## Assigned task A
List every person named in the article on the EU summit below.
## Assigned task B
Summarize the article on the EU summit in two sentences.
## Assigned task C
Write a continuation of the article on the EU summit, starting right after its final sentence.

## Text under study
BEGIN
PM faces battle on two fronts at EU summit

PM faces battle on two fronts at EU summit

Prime Minister Kyriakos Mitsotakis faced a battle on two fronts at Friday's European Union leaders’ summit in Brussels, the first physical meeting in the era of the coronavirus, determined to secure Greece’s share of a European recovery fund for the fallout of the pandemic, while also pushing his peers for a stern response to growing Turkish aggression. 

According to a Greek government source, Mitsotakis called on EU leaders to take a clear position and institute “tough sanctions” against Turkey in response to its continuing provocations against Greece and Cyprus.

Referring to Turkish transgressions in the Eastern Mediterranean, the Greek premier reportedly stressed that Turkey should not be permitted to violate the sovereign rights of two member-states without meeting with a strong reaction. Cyprus President Nicos Anastasiades struck a similar note. 

Mitsotakis also referred to the Turkish government’s provocative decision to convert the UNESCO World Heritage site of Hagia Sophia into a mosque, saying that it demonstrates Ankara’s regard for international agreements, the notion of mutual respect and interfaith dialogue.

He also called for EU-Turkey relations to be discussed at greater length. It later emerged that EU leaders had accepted a proposal by European Council President Charles Michel for a special session on the EU’s strategic relationship with Turkey in September.
END
## Data under study
BEGIN
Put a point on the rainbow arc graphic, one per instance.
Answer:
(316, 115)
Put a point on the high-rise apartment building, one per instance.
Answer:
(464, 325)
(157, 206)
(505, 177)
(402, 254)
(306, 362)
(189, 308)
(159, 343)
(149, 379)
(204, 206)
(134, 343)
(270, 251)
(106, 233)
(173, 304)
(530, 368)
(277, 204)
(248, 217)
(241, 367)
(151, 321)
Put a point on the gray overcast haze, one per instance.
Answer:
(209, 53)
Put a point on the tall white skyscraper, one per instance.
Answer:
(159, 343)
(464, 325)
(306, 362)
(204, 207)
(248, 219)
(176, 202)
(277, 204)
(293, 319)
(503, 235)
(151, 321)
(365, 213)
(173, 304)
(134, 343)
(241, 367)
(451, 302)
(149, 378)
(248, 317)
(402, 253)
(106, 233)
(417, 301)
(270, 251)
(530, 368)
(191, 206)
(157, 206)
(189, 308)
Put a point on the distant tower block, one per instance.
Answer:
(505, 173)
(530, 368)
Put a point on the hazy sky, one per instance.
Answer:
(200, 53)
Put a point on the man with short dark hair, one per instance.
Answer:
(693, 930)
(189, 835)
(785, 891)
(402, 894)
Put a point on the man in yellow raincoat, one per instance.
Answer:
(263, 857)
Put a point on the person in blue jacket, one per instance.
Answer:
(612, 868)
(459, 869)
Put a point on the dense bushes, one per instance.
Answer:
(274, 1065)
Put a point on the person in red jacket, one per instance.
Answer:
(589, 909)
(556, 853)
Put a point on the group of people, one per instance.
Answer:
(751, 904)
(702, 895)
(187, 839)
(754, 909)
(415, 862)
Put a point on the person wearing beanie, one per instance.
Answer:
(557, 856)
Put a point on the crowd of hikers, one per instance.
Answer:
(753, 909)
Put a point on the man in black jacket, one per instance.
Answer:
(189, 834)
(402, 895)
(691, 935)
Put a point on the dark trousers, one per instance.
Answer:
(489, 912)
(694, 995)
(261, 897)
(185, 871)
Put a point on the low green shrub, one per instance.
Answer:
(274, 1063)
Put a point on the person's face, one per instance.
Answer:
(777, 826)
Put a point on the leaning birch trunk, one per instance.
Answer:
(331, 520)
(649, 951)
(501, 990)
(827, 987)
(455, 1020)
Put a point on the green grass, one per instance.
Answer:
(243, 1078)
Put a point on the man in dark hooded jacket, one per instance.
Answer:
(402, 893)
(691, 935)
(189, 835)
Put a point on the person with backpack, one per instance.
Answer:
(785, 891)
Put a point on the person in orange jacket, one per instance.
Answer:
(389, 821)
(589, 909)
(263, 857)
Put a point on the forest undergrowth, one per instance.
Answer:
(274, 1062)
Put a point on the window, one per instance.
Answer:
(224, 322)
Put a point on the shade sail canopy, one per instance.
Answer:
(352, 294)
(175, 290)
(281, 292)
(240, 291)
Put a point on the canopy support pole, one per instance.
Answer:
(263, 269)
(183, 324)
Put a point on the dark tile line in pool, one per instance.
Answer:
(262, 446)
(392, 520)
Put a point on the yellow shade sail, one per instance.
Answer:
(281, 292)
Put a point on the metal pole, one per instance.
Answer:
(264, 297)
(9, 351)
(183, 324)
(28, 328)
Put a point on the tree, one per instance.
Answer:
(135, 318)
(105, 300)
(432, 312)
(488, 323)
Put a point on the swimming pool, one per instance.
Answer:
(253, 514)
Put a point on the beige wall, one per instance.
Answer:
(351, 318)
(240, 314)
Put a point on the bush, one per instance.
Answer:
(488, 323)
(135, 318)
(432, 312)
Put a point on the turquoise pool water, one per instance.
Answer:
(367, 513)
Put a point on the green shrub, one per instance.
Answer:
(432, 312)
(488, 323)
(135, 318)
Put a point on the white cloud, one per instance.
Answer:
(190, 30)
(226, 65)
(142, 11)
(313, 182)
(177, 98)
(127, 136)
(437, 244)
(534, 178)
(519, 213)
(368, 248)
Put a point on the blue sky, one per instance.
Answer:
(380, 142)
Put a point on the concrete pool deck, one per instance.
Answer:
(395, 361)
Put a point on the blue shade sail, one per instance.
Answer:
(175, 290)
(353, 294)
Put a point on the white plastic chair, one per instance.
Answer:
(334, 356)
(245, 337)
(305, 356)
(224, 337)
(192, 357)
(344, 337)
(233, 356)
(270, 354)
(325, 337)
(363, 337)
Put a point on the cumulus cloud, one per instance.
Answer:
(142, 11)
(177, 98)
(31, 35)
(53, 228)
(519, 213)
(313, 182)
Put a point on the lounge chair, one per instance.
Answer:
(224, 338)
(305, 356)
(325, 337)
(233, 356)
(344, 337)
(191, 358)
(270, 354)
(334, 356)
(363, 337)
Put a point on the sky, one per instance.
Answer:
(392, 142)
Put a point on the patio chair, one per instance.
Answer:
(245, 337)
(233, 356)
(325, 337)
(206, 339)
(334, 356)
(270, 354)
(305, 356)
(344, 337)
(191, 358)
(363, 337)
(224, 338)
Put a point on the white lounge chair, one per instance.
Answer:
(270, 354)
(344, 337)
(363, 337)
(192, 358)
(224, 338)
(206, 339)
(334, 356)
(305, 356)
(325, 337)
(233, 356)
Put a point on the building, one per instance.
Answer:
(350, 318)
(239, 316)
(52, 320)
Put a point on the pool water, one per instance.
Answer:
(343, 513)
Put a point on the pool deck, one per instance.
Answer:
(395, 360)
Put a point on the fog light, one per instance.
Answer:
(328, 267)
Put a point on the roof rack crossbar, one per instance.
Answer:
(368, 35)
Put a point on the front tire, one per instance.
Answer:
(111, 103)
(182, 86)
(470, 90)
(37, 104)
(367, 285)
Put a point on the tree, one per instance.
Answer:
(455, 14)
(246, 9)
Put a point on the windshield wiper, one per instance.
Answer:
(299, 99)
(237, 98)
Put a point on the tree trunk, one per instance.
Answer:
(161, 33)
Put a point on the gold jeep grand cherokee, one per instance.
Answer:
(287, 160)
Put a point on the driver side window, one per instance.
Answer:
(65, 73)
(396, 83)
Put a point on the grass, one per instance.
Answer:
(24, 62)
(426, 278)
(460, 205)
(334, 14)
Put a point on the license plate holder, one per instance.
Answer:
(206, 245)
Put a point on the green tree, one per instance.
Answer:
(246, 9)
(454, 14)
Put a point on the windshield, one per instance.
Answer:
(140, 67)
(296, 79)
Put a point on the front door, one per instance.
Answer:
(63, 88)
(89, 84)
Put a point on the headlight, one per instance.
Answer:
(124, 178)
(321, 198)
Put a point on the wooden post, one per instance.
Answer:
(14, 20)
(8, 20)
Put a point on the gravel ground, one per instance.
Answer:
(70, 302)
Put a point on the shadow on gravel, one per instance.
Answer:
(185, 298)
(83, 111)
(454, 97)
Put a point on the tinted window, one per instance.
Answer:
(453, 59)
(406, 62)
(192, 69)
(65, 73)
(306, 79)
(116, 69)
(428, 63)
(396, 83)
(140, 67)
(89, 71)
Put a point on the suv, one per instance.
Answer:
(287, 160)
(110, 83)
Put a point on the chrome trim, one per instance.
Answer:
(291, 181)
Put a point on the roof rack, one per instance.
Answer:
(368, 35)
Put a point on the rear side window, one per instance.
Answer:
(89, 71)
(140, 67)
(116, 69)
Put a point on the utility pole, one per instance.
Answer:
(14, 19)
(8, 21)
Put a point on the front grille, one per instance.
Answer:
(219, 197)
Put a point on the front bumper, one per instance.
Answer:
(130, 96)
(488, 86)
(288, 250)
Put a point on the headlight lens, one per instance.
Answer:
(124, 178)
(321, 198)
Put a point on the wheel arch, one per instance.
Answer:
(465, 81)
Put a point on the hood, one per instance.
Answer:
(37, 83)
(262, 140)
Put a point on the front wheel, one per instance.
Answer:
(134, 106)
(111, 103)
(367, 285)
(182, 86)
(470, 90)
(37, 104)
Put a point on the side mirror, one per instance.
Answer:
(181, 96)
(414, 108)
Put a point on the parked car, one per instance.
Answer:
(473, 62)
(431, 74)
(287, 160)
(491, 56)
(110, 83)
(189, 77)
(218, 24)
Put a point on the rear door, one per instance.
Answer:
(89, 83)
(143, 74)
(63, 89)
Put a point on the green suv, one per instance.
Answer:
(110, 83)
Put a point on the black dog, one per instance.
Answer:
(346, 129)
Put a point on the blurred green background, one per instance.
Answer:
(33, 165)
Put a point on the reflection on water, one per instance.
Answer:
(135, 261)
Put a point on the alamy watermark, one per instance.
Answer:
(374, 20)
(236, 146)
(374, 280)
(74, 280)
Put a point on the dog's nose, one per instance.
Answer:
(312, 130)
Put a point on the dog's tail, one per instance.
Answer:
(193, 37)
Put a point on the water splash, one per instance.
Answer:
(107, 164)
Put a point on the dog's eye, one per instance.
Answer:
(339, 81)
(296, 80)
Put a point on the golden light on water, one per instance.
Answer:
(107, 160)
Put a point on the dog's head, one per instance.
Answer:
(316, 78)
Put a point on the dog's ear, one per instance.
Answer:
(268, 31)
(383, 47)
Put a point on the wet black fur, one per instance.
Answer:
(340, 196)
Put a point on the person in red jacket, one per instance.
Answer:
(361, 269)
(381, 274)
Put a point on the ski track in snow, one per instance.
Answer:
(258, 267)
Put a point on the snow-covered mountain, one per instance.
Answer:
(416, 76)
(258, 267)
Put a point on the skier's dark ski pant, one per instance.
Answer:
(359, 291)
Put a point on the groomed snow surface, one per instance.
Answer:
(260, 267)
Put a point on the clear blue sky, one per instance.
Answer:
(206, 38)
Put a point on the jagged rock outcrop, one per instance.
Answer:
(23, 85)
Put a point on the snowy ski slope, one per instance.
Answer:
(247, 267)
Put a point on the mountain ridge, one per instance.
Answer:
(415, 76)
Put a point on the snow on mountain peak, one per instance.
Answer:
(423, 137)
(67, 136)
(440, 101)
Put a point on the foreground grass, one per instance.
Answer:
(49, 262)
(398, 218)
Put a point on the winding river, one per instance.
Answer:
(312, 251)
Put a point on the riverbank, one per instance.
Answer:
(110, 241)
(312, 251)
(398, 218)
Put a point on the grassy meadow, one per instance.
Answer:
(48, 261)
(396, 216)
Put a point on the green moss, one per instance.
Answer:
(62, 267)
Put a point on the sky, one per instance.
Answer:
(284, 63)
END
## Final answer A
Kyriakos Mitsotakis, Nicos Anastasiades, Charles Michel

## Final answer B
At the European Union leaders' summit in Brussels, the first physical meeting since the coronavirus, Prime Minister Kyriakos Mitsotakis sought Greece's share of a recovery fund and urged tough sanctions against Turkey over its provocations against Greece and Cyprus, a position echoed by Cyprus President Nicos Anastasiades. He also cited the conversion of Hagia Sophia into a mosque and called for longer discussion of EU-Turkey relations, and EU leaders later accepted a proposal by Charles Michel for a special session on the subject in September.

## Final answer C
Earlier in the day, Mitsotakis referred to the recovery fund, stressing the need for a deal to be reached without delay. Over the past three months, EU leaders made strides in coming up with an “ambitious response” to the Covid-19 crisis, he said, adding that “there is absolutely no reason why we can’t get a deal done at this summit.” “What is at stake are the principles of European unity and European solidarity,” he said. 

The outcome of the summit, which is to continue on Saturday and possibly also on Sunday, was unclear. German Chancellor Angela Merkel, whose country holds the EU’s rotating presidency, admitted on Friday that “very large differences” remain and that the negotiations would be “difficult.” 

French President Emmanuel Macron said EU leaders were obliged to strive for a compromise that supports those harder hit by the financial fallout of the pandemic, while Michel said a deal would require “political courage.”